REQUIRED ACTION = Beginning with the line containing "Put a dot on each instance of the hood", give every line again exactly as it is, ending with the last line of the entries.

INPUT MATERIAL =
/---

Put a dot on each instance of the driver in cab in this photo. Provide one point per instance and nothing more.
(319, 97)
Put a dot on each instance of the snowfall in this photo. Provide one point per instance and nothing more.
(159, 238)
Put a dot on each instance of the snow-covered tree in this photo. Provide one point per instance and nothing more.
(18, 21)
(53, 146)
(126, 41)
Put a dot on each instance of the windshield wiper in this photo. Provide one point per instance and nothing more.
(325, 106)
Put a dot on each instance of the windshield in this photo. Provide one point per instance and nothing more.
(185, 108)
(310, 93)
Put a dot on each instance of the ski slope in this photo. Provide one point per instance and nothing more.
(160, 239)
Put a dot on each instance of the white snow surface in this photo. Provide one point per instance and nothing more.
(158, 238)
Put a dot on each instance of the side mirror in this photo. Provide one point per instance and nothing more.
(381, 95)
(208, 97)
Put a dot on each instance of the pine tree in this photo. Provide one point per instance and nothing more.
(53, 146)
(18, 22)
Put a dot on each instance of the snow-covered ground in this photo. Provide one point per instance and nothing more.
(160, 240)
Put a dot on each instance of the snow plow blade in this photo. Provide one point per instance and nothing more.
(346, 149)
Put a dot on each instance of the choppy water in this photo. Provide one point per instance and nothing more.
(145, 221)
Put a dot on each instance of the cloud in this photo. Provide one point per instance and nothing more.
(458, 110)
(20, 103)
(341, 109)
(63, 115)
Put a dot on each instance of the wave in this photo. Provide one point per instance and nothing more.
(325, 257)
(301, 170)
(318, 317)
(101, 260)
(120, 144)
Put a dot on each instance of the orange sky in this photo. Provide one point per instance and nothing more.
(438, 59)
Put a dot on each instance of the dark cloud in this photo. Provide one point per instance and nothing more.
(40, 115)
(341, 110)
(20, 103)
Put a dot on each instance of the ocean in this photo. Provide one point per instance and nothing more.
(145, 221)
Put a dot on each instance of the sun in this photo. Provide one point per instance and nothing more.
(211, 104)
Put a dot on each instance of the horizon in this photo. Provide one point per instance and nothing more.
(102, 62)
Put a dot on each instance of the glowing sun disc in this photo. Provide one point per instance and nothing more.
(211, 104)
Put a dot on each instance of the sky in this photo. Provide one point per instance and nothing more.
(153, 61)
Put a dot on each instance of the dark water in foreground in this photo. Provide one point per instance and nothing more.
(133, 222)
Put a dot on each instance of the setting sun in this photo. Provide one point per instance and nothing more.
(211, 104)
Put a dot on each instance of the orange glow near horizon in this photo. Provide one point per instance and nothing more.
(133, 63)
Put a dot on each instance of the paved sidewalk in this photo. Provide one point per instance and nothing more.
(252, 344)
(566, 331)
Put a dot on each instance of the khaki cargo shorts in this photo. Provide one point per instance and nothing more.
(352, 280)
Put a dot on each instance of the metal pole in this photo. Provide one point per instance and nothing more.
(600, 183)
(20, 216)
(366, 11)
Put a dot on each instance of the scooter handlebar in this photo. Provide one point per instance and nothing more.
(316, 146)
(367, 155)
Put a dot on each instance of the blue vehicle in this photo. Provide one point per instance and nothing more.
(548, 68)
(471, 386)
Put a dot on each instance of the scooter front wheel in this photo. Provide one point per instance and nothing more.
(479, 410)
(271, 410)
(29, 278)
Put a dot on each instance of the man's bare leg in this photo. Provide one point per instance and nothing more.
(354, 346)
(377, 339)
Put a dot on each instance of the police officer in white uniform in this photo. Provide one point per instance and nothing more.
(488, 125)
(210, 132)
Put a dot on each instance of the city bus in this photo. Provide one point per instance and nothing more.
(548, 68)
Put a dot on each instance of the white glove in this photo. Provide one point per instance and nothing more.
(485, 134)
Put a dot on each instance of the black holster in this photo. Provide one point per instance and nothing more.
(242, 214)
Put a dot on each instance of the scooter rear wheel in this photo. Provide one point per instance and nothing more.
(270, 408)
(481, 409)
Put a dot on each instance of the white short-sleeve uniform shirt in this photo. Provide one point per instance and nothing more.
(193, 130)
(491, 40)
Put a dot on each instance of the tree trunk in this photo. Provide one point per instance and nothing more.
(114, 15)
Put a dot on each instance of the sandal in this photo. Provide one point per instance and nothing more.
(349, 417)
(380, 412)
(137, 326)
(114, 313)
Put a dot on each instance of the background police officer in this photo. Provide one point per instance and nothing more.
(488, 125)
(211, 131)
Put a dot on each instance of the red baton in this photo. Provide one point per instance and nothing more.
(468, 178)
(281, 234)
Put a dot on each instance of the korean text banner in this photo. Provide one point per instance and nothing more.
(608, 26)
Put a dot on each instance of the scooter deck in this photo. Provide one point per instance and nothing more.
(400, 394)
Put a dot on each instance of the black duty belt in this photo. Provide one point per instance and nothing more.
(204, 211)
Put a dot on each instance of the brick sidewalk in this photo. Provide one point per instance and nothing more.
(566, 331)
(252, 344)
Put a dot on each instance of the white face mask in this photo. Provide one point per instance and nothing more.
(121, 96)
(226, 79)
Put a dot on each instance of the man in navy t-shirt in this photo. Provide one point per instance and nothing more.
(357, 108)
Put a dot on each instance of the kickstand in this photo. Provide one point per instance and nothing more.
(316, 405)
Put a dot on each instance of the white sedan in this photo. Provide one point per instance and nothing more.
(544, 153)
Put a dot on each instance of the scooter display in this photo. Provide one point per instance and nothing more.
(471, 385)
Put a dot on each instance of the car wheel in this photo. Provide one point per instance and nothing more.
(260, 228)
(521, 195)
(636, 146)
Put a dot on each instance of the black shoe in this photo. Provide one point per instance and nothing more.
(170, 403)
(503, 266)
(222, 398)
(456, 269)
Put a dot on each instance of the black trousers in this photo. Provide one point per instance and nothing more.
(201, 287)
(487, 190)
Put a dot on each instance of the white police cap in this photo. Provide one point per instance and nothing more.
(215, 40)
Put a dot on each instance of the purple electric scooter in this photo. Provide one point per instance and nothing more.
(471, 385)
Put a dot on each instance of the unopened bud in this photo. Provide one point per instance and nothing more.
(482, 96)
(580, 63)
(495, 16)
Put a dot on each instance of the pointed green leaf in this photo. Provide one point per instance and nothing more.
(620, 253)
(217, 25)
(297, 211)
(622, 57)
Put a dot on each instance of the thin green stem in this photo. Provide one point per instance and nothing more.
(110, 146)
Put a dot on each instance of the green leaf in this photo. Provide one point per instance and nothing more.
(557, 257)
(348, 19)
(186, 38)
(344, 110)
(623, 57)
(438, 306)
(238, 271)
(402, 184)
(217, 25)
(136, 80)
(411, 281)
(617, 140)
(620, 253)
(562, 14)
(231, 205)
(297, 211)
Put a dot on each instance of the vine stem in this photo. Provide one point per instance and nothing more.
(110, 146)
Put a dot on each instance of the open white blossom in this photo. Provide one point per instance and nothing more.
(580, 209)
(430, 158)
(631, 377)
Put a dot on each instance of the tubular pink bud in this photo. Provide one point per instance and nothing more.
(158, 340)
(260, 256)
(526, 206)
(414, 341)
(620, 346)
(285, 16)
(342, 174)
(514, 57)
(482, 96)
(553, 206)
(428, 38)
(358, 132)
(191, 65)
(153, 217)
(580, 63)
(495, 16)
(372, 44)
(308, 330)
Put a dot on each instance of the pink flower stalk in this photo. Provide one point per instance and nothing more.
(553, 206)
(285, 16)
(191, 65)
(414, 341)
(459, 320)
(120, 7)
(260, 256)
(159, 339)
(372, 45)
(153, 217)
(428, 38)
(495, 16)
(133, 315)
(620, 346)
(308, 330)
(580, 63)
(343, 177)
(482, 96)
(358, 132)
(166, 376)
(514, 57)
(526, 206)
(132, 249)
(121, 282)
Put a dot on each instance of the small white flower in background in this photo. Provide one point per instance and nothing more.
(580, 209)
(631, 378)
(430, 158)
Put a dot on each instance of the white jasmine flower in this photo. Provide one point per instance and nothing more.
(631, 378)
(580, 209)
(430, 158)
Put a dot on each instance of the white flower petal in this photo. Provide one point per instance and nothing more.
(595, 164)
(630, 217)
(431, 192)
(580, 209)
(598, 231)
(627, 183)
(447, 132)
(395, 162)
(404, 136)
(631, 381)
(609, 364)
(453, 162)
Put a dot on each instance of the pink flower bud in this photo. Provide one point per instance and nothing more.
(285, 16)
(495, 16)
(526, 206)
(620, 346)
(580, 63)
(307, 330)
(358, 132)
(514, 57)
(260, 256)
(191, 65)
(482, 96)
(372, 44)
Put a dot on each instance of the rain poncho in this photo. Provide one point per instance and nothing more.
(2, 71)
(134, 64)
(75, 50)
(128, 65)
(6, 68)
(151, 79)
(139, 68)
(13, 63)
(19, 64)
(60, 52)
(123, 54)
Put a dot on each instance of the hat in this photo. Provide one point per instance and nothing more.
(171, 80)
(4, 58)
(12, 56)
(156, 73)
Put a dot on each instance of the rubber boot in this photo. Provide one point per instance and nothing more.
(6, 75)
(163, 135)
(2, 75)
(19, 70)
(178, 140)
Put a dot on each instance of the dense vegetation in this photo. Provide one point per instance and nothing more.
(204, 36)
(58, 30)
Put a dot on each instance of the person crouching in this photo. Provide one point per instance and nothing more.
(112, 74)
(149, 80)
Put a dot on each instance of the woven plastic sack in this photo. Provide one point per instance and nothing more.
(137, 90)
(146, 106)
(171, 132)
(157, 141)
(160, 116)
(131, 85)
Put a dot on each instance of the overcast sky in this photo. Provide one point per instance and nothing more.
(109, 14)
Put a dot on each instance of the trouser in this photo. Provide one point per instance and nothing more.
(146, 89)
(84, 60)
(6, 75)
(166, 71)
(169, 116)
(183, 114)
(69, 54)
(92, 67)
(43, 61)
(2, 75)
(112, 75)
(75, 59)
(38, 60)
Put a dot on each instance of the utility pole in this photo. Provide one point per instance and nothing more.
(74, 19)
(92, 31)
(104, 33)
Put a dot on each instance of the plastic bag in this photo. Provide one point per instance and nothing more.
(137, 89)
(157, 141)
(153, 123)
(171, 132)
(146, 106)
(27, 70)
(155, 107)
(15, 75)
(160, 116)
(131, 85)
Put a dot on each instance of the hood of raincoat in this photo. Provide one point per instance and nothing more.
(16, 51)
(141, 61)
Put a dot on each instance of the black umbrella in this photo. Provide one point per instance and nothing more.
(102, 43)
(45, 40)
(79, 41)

\---

ANSWER SPACE =
Put a dot on each instance of the hood of raincoat in this photo. Provide one point per instance and nothing more.
(16, 51)
(141, 61)
Put a dot on each instance of the black umbrella in this photo. Provide one point per instance and nothing more.
(102, 43)
(45, 40)
(79, 41)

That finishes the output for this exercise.